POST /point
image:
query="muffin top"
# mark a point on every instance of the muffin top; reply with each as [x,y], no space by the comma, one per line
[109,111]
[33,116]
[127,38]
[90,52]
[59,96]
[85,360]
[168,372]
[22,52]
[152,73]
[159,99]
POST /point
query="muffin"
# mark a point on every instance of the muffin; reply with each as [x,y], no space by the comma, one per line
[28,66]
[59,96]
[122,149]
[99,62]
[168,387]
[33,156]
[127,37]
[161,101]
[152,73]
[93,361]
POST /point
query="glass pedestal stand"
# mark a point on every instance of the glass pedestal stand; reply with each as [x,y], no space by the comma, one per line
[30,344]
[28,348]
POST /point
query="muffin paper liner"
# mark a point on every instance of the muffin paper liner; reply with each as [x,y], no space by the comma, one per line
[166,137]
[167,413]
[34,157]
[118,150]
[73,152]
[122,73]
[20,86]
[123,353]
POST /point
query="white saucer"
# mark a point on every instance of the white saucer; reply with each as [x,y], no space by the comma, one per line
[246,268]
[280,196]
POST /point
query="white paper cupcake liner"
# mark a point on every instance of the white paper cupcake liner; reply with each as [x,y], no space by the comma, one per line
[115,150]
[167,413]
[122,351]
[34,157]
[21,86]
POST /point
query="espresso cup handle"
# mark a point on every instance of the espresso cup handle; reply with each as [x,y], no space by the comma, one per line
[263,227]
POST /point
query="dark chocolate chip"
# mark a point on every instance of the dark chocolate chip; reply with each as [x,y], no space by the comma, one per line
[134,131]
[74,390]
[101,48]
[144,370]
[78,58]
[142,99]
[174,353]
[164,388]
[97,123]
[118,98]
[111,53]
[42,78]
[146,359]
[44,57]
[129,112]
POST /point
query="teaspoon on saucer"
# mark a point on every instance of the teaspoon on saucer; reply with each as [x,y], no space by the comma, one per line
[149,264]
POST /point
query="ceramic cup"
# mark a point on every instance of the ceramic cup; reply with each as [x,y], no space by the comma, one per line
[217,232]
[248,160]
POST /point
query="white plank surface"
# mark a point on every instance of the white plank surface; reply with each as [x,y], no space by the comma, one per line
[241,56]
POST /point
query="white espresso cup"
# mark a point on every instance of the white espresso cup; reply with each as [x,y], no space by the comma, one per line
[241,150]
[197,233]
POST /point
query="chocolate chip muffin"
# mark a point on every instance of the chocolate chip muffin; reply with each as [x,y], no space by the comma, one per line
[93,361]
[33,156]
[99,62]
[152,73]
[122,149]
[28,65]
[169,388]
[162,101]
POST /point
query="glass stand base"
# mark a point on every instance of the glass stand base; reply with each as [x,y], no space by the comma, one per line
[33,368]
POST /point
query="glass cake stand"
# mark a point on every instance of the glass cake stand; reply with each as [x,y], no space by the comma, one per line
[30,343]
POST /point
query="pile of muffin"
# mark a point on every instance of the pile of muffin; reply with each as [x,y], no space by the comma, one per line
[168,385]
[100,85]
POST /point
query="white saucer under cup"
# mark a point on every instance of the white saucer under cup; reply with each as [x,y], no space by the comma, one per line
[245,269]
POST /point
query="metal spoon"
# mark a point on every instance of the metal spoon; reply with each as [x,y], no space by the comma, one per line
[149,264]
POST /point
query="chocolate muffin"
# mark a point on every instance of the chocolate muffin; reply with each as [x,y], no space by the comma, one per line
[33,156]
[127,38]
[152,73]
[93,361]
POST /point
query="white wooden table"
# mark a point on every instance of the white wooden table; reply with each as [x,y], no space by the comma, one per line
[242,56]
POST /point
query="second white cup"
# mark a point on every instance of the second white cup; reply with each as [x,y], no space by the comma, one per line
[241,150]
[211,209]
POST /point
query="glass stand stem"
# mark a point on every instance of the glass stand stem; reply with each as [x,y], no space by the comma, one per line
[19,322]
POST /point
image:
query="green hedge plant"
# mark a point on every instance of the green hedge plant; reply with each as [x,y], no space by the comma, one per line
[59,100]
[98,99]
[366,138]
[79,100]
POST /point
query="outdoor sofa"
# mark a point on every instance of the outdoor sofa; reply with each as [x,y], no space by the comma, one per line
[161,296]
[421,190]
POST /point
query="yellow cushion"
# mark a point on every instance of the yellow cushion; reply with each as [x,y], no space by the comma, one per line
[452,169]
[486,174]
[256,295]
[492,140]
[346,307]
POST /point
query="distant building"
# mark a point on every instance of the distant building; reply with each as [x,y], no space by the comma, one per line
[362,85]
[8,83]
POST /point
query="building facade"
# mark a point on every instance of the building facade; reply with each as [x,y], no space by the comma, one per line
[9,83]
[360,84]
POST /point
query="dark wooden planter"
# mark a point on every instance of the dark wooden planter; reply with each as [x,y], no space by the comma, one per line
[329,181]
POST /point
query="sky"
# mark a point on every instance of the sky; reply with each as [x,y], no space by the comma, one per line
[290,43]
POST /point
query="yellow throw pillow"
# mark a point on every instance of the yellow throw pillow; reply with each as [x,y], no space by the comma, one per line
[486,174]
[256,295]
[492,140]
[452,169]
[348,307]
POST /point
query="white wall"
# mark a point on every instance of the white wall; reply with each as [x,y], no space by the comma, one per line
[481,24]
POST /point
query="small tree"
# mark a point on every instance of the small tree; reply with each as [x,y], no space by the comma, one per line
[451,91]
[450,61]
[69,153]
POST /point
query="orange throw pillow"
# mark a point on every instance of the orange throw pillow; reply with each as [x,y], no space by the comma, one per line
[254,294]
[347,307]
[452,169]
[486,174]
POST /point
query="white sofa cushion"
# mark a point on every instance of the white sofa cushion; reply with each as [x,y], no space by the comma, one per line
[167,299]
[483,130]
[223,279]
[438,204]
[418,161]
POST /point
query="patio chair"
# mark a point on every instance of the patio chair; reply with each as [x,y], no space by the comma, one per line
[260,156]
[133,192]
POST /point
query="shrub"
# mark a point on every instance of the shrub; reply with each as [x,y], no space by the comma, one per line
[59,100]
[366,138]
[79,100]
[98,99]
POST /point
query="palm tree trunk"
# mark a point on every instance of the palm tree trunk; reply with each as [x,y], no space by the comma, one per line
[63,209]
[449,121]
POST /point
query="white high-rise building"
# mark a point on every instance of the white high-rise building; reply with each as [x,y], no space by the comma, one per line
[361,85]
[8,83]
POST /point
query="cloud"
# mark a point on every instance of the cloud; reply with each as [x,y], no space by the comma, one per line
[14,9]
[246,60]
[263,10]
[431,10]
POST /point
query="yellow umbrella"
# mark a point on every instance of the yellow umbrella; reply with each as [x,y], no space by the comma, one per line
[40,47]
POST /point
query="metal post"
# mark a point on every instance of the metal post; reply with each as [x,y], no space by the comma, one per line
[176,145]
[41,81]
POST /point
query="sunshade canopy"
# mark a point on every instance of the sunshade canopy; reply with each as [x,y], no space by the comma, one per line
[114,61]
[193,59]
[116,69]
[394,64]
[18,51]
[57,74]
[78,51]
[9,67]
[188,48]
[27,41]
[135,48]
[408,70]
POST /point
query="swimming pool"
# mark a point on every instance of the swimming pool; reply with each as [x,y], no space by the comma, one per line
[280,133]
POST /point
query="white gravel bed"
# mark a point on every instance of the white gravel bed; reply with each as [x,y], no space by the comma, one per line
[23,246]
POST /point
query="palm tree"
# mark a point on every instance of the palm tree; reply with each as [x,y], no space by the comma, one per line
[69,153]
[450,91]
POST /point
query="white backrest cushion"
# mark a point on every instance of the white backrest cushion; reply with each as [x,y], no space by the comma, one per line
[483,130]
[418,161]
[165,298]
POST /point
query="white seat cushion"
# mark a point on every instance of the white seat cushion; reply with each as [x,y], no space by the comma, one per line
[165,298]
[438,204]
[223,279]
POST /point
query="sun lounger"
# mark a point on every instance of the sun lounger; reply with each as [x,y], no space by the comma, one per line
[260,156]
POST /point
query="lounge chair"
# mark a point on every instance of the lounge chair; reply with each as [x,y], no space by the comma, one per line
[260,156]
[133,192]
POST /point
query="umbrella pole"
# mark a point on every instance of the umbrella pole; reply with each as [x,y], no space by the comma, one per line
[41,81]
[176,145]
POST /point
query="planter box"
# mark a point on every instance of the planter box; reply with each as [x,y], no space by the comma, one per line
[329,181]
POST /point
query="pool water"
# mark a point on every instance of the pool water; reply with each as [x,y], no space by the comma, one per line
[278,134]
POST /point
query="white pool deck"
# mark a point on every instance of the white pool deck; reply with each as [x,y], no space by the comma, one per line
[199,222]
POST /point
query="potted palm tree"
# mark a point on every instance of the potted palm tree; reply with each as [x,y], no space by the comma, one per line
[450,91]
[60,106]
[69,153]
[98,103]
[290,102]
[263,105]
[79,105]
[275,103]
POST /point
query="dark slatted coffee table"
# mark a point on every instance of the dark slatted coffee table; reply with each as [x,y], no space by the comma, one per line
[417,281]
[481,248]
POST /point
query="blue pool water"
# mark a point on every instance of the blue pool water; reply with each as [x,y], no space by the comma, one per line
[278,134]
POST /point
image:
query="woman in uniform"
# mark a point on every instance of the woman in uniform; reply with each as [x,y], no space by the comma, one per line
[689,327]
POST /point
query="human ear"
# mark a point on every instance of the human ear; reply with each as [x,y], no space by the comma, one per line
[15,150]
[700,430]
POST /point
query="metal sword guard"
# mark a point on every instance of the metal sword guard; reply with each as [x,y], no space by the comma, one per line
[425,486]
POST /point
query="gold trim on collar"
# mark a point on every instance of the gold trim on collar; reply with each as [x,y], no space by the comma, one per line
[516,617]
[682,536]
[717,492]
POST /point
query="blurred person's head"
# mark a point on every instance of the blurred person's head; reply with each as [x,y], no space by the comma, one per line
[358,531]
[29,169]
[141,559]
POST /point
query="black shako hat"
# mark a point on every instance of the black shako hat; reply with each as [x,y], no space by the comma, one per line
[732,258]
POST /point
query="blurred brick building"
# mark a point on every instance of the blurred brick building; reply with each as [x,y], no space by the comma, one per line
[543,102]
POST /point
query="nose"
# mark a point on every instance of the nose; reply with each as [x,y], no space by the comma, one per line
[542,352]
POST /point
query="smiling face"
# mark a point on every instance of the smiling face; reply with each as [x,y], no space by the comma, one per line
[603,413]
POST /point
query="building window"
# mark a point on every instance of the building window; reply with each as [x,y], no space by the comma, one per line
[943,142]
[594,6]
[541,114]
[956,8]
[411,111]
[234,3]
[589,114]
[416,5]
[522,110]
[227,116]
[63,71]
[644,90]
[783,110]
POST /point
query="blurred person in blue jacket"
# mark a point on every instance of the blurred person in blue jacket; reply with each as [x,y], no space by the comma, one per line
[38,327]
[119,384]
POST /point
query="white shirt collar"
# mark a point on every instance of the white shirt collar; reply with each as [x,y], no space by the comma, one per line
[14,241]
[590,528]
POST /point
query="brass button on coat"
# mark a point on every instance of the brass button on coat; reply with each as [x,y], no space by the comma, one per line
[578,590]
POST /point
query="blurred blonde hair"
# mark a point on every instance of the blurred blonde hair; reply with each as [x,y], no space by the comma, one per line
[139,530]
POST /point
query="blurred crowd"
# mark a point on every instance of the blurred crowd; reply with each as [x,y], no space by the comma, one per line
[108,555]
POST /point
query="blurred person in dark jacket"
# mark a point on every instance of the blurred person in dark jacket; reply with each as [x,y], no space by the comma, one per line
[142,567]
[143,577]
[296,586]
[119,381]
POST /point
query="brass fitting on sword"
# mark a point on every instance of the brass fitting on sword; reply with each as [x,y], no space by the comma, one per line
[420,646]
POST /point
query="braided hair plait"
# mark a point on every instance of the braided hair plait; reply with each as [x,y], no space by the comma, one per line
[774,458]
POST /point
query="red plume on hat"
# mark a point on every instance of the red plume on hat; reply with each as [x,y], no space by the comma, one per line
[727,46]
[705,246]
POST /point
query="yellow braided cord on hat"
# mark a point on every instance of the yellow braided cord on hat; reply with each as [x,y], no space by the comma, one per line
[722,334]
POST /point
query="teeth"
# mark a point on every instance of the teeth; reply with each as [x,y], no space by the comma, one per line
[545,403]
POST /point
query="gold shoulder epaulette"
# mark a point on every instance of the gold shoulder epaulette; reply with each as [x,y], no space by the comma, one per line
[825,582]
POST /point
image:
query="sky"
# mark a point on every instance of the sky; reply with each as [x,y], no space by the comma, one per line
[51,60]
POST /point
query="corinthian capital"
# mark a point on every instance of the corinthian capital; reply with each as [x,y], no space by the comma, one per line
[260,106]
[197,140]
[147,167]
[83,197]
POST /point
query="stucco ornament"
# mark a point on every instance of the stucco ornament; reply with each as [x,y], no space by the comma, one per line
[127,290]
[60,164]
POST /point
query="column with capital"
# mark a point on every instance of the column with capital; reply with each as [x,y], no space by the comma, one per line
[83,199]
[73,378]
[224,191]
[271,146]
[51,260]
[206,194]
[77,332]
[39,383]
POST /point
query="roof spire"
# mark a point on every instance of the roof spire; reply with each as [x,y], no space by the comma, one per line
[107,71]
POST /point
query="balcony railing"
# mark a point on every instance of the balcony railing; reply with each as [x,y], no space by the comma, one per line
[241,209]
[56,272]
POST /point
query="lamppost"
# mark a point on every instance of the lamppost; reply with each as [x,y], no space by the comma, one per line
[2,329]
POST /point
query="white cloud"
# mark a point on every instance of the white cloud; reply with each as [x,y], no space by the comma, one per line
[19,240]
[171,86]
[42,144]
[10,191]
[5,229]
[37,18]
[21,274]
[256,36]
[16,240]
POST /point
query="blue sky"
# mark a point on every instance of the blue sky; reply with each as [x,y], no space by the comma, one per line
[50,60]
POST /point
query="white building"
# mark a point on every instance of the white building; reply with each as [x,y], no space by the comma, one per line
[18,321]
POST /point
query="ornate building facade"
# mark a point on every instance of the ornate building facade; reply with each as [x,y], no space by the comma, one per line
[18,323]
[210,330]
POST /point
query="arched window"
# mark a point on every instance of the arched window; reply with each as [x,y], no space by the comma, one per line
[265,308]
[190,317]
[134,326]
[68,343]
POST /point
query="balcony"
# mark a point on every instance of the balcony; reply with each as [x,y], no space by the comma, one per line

▶ **Challenge**
Collect every line above that contains the word "brass". Case counts.

▶ **Exercise solution**
query="brass button on coat"
# mark a point on every instance of the brass button on coat; reply with each as [x,y], no space by the comma, one per line
query="brass fitting on sword"
# mark a point on every instance of the brass fitting on sword; reply with each as [x,y], no space by the comma, one per line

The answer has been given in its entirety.